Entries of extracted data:
>>
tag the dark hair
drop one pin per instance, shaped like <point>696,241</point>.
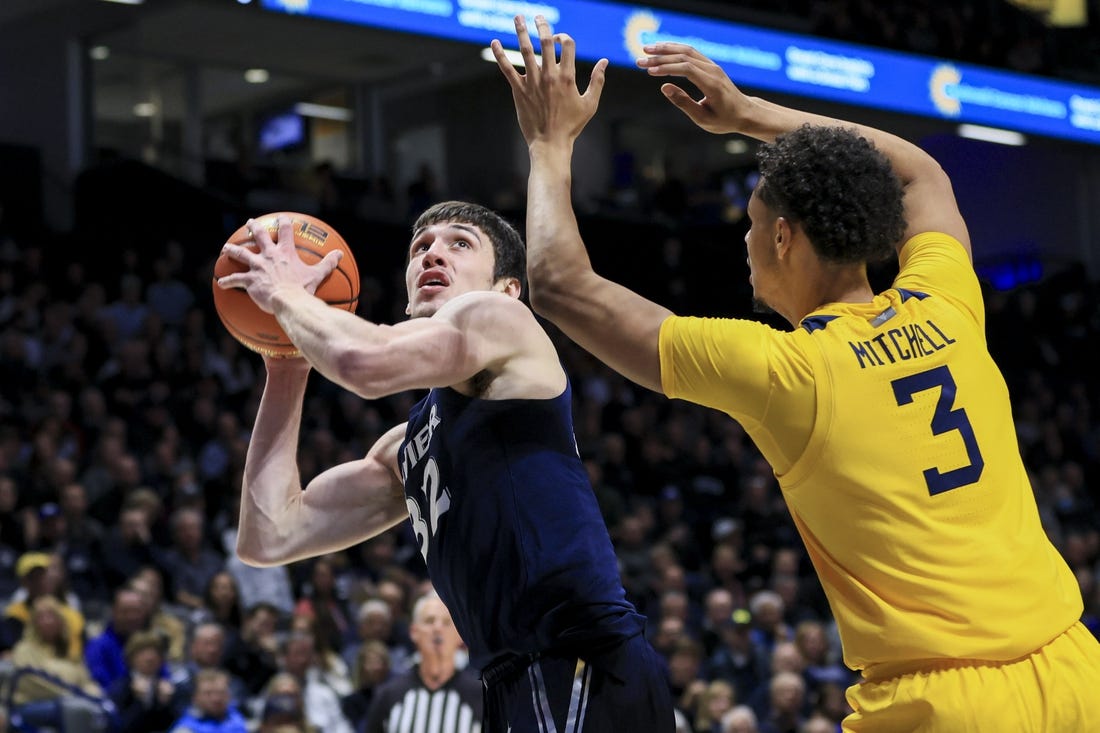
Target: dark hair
<point>838,187</point>
<point>509,254</point>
<<
AIM – Turn the lines of every item above into a numbered list, leaving out blank lines and the pictures.

REPLY –
1. tag the dark hair
2. drop one pin per instance, shaped like <point>696,241</point>.
3. Target: dark hair
4. <point>838,187</point>
5. <point>509,254</point>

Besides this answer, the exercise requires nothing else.